Rewrite all of the records below, replacing every "a point for each instance" with "one point per instance" and leaving everything else unchanged.

[A run of records]
## Begin

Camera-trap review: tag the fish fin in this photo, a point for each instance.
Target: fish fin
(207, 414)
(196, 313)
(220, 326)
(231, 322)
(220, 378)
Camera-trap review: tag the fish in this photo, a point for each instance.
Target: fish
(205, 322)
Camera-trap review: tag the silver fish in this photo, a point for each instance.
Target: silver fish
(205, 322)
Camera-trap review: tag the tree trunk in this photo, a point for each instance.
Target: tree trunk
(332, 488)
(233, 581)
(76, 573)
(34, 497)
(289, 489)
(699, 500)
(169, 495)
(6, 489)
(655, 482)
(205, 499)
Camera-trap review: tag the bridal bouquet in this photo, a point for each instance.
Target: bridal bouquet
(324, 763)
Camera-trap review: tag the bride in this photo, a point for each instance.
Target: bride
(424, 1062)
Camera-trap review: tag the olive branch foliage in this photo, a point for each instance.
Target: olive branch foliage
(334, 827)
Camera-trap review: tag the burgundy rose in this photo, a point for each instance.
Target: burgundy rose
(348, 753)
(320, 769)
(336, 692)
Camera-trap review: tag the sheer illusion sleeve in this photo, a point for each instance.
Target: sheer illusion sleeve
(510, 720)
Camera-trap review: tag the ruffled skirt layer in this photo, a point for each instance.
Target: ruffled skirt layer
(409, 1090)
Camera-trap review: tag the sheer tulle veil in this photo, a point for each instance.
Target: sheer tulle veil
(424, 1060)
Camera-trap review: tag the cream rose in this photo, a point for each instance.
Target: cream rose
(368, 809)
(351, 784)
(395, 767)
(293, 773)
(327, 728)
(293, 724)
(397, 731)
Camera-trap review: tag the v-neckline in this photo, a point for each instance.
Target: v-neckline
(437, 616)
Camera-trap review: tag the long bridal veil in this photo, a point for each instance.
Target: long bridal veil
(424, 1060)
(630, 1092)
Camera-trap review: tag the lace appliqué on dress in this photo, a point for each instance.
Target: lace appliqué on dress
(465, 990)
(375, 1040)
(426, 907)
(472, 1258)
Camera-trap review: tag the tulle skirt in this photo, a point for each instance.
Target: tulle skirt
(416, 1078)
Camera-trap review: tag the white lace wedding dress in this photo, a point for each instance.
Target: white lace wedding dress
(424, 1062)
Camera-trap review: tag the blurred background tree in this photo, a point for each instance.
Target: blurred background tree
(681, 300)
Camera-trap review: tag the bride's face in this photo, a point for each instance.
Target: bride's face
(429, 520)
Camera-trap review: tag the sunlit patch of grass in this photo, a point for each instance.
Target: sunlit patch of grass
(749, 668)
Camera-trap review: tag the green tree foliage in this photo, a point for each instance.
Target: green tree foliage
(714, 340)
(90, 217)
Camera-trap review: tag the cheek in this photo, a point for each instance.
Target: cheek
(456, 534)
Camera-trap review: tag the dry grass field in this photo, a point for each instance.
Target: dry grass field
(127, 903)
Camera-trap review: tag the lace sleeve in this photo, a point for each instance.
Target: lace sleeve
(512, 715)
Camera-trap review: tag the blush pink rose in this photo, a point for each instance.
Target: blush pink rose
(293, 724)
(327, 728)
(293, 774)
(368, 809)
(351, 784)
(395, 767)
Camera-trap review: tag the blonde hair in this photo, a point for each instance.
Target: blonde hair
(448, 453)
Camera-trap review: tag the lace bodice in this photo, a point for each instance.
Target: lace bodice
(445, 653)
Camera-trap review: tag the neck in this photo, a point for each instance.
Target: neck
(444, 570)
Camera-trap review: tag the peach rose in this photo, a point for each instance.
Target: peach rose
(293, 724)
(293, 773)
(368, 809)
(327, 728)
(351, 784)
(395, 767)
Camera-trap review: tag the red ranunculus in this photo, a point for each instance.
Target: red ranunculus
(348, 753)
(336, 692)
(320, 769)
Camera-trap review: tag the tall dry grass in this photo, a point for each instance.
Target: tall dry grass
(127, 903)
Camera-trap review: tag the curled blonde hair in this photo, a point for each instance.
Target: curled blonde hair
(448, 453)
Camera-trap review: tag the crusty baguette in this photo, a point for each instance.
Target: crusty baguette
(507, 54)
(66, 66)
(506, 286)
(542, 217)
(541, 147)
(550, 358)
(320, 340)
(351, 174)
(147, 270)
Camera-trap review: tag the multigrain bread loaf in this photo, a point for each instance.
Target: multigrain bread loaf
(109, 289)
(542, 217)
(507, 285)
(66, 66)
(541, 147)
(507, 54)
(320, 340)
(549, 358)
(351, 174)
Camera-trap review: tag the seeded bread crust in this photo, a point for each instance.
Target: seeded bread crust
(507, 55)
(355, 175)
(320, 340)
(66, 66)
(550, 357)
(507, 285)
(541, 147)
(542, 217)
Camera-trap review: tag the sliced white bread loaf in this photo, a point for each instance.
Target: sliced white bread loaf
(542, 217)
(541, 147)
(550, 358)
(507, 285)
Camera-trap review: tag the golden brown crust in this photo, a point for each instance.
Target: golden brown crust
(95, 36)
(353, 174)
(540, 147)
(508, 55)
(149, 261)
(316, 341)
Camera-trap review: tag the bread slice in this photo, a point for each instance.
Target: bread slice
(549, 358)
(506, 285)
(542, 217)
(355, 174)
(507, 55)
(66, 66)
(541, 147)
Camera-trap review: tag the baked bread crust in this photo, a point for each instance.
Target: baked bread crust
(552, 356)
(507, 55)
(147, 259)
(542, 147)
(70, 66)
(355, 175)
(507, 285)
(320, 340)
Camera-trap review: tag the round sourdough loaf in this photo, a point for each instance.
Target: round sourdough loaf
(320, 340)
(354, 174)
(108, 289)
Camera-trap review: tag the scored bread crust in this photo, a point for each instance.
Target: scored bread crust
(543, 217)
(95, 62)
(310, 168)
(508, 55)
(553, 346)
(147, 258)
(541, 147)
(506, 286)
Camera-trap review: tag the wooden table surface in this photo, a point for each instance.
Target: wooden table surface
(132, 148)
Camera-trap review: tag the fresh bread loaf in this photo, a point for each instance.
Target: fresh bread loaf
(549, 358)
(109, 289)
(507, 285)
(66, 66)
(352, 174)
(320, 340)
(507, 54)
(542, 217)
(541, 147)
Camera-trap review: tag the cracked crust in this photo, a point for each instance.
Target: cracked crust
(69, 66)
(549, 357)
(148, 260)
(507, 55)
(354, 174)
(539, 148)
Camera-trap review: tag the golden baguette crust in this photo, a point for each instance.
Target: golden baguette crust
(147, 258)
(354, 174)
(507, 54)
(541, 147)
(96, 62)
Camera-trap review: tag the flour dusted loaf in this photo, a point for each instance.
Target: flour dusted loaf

## End

» **Worked solution**
Camera-trap review: tag the fish fin in this photo, one point per instance.
Target: fish fin
(207, 414)
(196, 313)
(220, 326)
(231, 322)
(220, 378)
Camera-trap review: tag the fish in this photo, one point per instance.
Target: fish
(205, 322)
Camera-trap review: tag the silver fish in this photo, one point per instance.
Target: silver fish
(205, 322)
Camera-trap review: tag the tree trunk in this photo, one point per instance.
Target: tree trunk
(332, 488)
(233, 581)
(76, 573)
(34, 497)
(289, 489)
(699, 500)
(169, 495)
(6, 489)
(655, 482)
(205, 499)
Camera-trap review: tag the bridal bouquet in this photo, one point per instance.
Target: bridal bouquet
(324, 763)
Camera-trap review: tag the bride in this photo, one point per instance.
Target: bride
(424, 1062)
Camera-trap review: tag the olive branch foliage in this photo, one point per instance.
Target: olive branch foliage
(334, 827)
Camera-trap review: tag the burgundy rose in this photo, one point per instance.
Target: burgundy rose
(348, 753)
(320, 769)
(336, 692)
Camera-trap review: tag the sheer illusion sleeve in this photo, one point per instance.
Target: sheer illusion sleeve
(510, 720)
Camera-trap review: tag the ruffled skirt layer in this photo, one point per instance.
Target: ruffled skirt layer
(409, 1090)
Camera-trap review: tag the sheer tulle veil in this photo, one point per instance.
Target: sheer tulle veil
(424, 1060)
Camera-trap review: tag the cream rose in this photo, one point per instance.
Target: cream rose
(368, 809)
(351, 784)
(395, 767)
(293, 773)
(327, 728)
(293, 724)
(397, 731)
Camera-trap review: tag the v-neckline in this photo, one point per instance.
Target: v-neckline
(437, 616)
Camera-trap review: tag the long bridal veil in this photo, one point per instance.
Target: long bridal veil
(424, 1060)
(630, 1092)
Camera-trap review: tag the lace appliqué on dress in this photo, one point per instance.
Target: lace appliqué on dress
(465, 990)
(375, 1040)
(426, 907)
(472, 1258)
Camera-trap review: tag the tulle skirt in this photo, one point per instance.
Target: tulle skirt
(416, 1078)
Camera-trap review: tag the white lace wedding dress in this photo, one point per instance.
Target: white lace wedding dress
(424, 1062)
Camera-trap review: tag the blurred background tree in this photo, one point per instance.
Target: blurred background tree
(681, 300)
Camera-trap review: tag the bride's face in this photo, one point per instance.
Target: bride's face
(429, 520)
Camera-trap review: tag the sunlit patch of grass in this photo, one point per instance.
Target: sunlit patch of grass
(749, 668)
Camera-trap review: tag the green tree foliage in this photo, one point per instance.
Target: green tree foliage
(714, 340)
(90, 217)
Camera-trap review: tag the cheek in this photo, one point per instance.
Target: cheek
(456, 534)
Camera-trap review: tag the dry grass field in this photo, one point per instance.
Target: dry grass field
(127, 903)
Camera-trap review: tag the lace sleeve in this photo, one point per instance.
Target: lace sleeve
(512, 715)
Camera-trap review: tag the blush pink rose in this photo, one point per instance.
Target: blush pink rose
(293, 724)
(327, 728)
(293, 774)
(368, 809)
(351, 784)
(395, 767)
Camera-trap review: tag the blonde hair in this photo, one point per instance.
Target: blonde hair
(448, 453)
Camera-trap review: tag the lace bodice in this photo, one point per instance.
Target: lace bodice
(445, 653)
Camera-trap review: tag the neck in this photo, one point per instance.
Target: neck
(444, 570)
Camera-trap review: tag the peach rose in this photo, one point per instance.
Target: peach rose
(293, 724)
(293, 773)
(368, 809)
(327, 728)
(351, 784)
(395, 767)
Camera-trap review: tag the red ranunculus in this photo, one point per instance.
Target: red ranunculus
(348, 753)
(336, 692)
(320, 769)
Camera-trap review: tag the tall dry grass in this photo, one point per instance.
Target: tall dry grass
(127, 903)
Camera-trap review: tag the curled blonde hair in this photo, one point per instance.
Target: curled blonde hair
(448, 453)
Camera-trap review: tag the crusty baguette in this photo, one point per instance.
Target: crusty baguette
(507, 54)
(66, 66)
(506, 286)
(542, 217)
(541, 147)
(550, 358)
(320, 340)
(351, 174)
(147, 270)
Camera-trap review: tag the multigrain bread loaf in this photo, one point per instance.
Target: multigrain bread loaf
(109, 289)
(542, 217)
(507, 285)
(66, 66)
(541, 147)
(507, 54)
(320, 340)
(549, 358)
(351, 174)
Camera-trap review: tag the seeded bread crust in this photo, one point per instance.
Target: seeded bread crust
(507, 55)
(355, 175)
(320, 340)
(66, 66)
(550, 357)
(507, 285)
(541, 147)
(542, 217)
Camera-trap review: tag the sliced white bread loaf in this photo, one point per instance.
Target: sliced white bread loaf
(542, 217)
(541, 147)
(550, 358)
(507, 285)
Camera-trap review: tag the golden brown crust in this photo, one point per instance.
Target: golden brown crust
(95, 36)
(353, 174)
(540, 147)
(508, 55)
(149, 261)
(316, 341)
Camera-trap review: tag the bread slice in this photo, one point per instance.
Target: bread slice
(549, 358)
(506, 285)
(542, 217)
(355, 174)
(507, 55)
(66, 66)
(541, 147)
Camera-trap review: tag the baked bread crust in this photo, one point per instance.
Target: baked bread crust
(552, 356)
(507, 55)
(147, 259)
(542, 147)
(70, 66)
(355, 175)
(507, 285)
(320, 340)
Camera-trap review: tag the round sourdough loaf in this photo, one point per instance.
Target: round sourdough loaf
(320, 340)
(354, 174)
(108, 289)
Camera-trap review: tag the scored bread crust in this photo, one point per instance.
Target: scored bread crust
(543, 217)
(95, 62)
(310, 168)
(508, 55)
(553, 346)
(147, 258)
(541, 147)
(506, 286)
Camera-trap review: tag the wooden table surface in this photo, one point per instance.
Target: wooden table surface
(132, 148)
Camera-trap review: tag the fresh bread loaf in this photo, one point per instance.
Target: fresh bread loaf
(549, 358)
(109, 289)
(507, 285)
(66, 66)
(352, 174)
(320, 340)
(507, 54)
(542, 217)
(541, 147)
Camera-trap review: tag the cracked crust in this photo, one point per instance.
Target: cracked crust
(69, 66)
(549, 357)
(148, 260)
(507, 55)
(354, 174)
(539, 148)
Camera-trap review: tag the golden baguette crust in this photo, one point per instance.
Target: golden baguette crust
(147, 258)
(354, 174)
(507, 54)
(541, 147)
(96, 62)
Camera-trap review: tag the flour dusted loaf in this photo, one point per instance.
Target: flour dusted loaf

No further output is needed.